What to do:
A - Answer these questions using the film reviews excerpt:
(i) Who directed Blackberry?
(ii) In what year did Research in Motion launch its proto-smartphones?
(iii) How old is Mahito in The Boy and the Heron?
B - Pick up the film reviews excerpt after its final sentence and carry it forward.
::: Source excerpt
Words can’t do justice to the experiences the audience witness. The incredible resiliency of people, young and old, who travel through hostile countries and across treacherous terrain can only be understood and appreciated when seen. By the end of Beyond Utopia, the conflicted emotions of those fortunate enough to escape are a powerful condemnation of the North Korean regime’s manipulation that cautions the Western world against being frivolous about truth and democratic principles.


Blackberry
Director: Matt Johnson

Given how awash 2023 has been in tech diva bad behavior, it may not seem like the right time to delve into a story about a socially awkward tech disruptor with a thing for self-immolating after drinking his own Kool-Aid. But Matt Johnson’s ironic underdog story of the rise and fall of the Blackberry tackles the subject with verve and wit.

Blackberry has the right balance of fascination with the mechanics of innovation and irreverence for the bloated egos that follow. Johnson frames the story of Research in Motion, a once raggedly little Canadian tech company whose 1999-launched proto-smartphones created a generation of thumb-texting addicts, as a battle of nerds-versus-suits. The mumbly nerd is Blackberry innovator Mike (Jay Baruchel, playing to type), and the brash, shouting suit is Jim (Glenn Howerton, exponentially amping his It’s Always Sunny in Philadelphia fury). Watching the two soar and crash is enjoyable less from schadenfreude than from the humor Johnson wrings out of playing these two archetypes off each while sticking himself (as a clowning engineer) in the middle as the guy who can’t believe how quickly success came and how easily it vanishes. – Chris Barsanti


The Boy and the Heron
Dirctor: Hayao Miyazaki

The undisputed master of fantasy anime and fantastical tales of self-actualization through imagination, the co-founder of globally beloved Studio Ghibli can do no wrong. After a decade-long absence, Hayao Miyazaki swept us off our feet again with The Boy and the Heron. In the vein of Ghibli’s majestic My Neighbor Totoro, Howl’s Moving Castle, and especially the epic Spirited Away, The Boy and the Heron is another world-spanning, head-spinning coming-of-age adventure made with feeling and nostalgia but pulsating with an all-too-real sense of danger. It is 1943 in Japan, the Pacific War rages, and bereaved 12-year-old Mahito is forced to move to a new town when his widowed father marries his dead mother’s younger sister. Unsurprisingly, the troubled, grieving adolescent has a hard time adapting to challenging new circumstances, getting into fights, and dreaming of escape. One day, Mahito encounters a mysterious, pesky heron at his estate, so a wild journey into alternate realities and infinite (perilous) possibilities begins.
::::::
::: Material
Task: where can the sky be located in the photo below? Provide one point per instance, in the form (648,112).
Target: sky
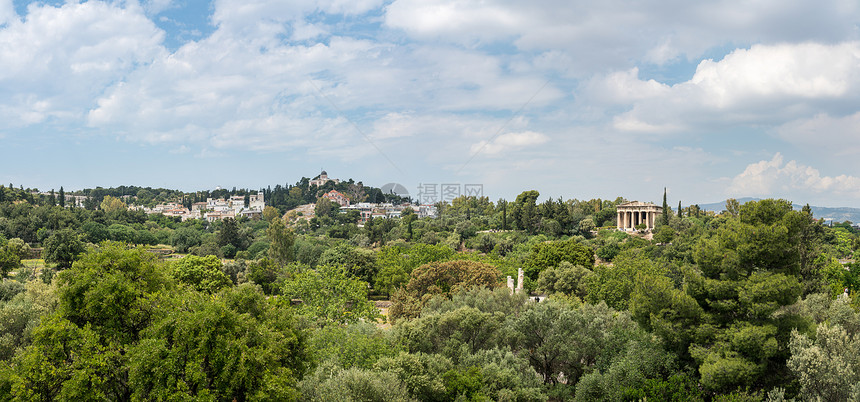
(575,99)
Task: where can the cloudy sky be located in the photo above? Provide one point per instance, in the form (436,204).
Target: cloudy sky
(578,99)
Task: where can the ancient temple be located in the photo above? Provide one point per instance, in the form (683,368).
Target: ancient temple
(634,213)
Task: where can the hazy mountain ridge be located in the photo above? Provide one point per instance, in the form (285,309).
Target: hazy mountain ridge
(838,214)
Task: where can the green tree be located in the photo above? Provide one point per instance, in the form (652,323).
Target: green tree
(323,207)
(21,313)
(357,262)
(238,346)
(551,254)
(525,213)
(229,233)
(281,247)
(111,204)
(665,215)
(827,367)
(63,248)
(9,260)
(114,289)
(440,278)
(66,362)
(201,273)
(567,279)
(353,384)
(328,295)
(270,213)
(184,238)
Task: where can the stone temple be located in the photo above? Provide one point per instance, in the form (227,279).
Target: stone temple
(633,213)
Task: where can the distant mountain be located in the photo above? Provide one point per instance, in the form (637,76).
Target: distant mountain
(840,214)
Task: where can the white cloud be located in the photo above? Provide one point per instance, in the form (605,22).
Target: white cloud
(508,142)
(59,58)
(760,85)
(7,12)
(616,33)
(839,136)
(774,177)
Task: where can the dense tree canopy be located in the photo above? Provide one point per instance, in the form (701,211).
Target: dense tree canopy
(759,302)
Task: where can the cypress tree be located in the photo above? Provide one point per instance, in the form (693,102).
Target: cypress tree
(665,208)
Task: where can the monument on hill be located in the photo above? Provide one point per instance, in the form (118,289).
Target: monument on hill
(634,213)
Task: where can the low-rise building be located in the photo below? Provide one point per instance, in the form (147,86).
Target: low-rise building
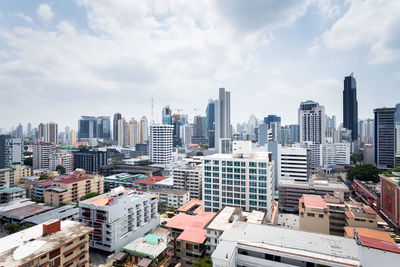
(70,188)
(52,243)
(186,242)
(119,217)
(171,197)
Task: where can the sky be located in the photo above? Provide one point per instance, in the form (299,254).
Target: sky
(63,59)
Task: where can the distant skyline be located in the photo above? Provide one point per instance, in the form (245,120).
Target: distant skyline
(60,60)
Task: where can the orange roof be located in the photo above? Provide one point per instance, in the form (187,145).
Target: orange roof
(192,226)
(370,233)
(313,201)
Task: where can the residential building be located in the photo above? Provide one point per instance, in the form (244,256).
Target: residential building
(312,122)
(243,178)
(224,219)
(350,106)
(290,192)
(188,177)
(90,161)
(119,217)
(41,155)
(51,133)
(53,243)
(63,159)
(70,188)
(385,144)
(12,194)
(15,173)
(161,144)
(186,242)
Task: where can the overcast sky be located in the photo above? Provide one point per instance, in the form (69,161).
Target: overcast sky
(63,59)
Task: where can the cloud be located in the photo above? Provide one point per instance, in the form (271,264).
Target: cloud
(374,24)
(44,12)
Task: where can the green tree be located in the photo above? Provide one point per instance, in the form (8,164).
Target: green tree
(89,195)
(60,169)
(203,262)
(364,172)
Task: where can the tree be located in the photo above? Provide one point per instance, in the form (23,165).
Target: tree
(89,195)
(60,169)
(364,172)
(203,262)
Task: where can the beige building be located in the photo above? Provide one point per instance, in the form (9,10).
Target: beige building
(314,215)
(70,188)
(53,243)
(15,173)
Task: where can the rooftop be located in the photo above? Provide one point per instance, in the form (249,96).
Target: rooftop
(21,247)
(192,226)
(324,248)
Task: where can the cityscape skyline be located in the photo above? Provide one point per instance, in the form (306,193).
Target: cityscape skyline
(252,57)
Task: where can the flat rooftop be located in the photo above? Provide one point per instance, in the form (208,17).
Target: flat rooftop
(21,247)
(296,243)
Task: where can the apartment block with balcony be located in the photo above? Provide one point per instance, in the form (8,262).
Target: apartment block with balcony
(187,238)
(53,243)
(119,217)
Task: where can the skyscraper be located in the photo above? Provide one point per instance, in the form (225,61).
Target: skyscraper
(312,122)
(385,143)
(117,117)
(166,116)
(222,116)
(350,106)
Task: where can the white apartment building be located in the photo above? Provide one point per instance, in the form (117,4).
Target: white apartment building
(161,144)
(118,217)
(295,163)
(243,178)
(61,158)
(188,177)
(41,155)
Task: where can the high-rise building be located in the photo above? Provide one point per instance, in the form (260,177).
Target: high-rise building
(117,117)
(87,127)
(166,116)
(161,144)
(350,106)
(222,116)
(385,143)
(244,178)
(51,133)
(144,130)
(312,122)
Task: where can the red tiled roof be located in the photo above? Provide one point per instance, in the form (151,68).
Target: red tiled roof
(379,244)
(151,180)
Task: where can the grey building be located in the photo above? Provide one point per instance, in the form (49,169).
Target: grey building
(385,144)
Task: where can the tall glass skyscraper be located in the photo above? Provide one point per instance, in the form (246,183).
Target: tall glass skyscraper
(350,106)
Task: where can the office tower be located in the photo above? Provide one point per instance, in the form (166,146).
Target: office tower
(161,144)
(385,143)
(72,138)
(117,117)
(41,155)
(166,116)
(222,116)
(312,122)
(104,127)
(90,161)
(144,130)
(350,106)
(244,179)
(272,118)
(41,132)
(119,217)
(51,133)
(87,127)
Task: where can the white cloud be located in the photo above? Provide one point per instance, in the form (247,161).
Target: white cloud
(374,24)
(44,12)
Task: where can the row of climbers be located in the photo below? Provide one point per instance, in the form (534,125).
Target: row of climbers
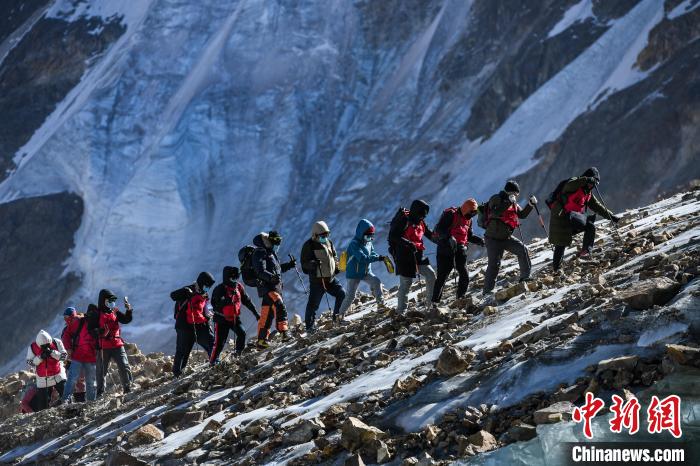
::::::
The responses:
A -
(i) Matt Johnson
(ii) 1999
(iii) 12

B -
Robert Pattinson’s Heron steals the show as the devious beast tempting Mahito into risky world-hopping. In typical Ghibli fashion, this is yet another triumph of perseverance in the face of adversity, painted with the richest symbolisms and the most daring ideas. We are so glad to have Miyazaki back. – Ana Yorke


The Delinquents
Director: Rodrigo Moreno

Rodrigo Moreno’s The Delinquents adds a wrinkle to the heist film, showing that there’s still plenty of originality to be squeezed out of the genre. It’s one of the year’s most delightful films, with a political agenda executed with humour and wit – a knock against the unsustainable work-life imbalance. The film is essentially taking the idea that we should be dissatisfied with our lives, whose purpose has been reduced to working instead of living. Around this premise, Moreno introduces a host of amusing characters. But as much as he pokes fun at things, he’s careful to ensure that the comedy and humour offer serious commentary in which institutions and bureaucracy are two of the first casualties.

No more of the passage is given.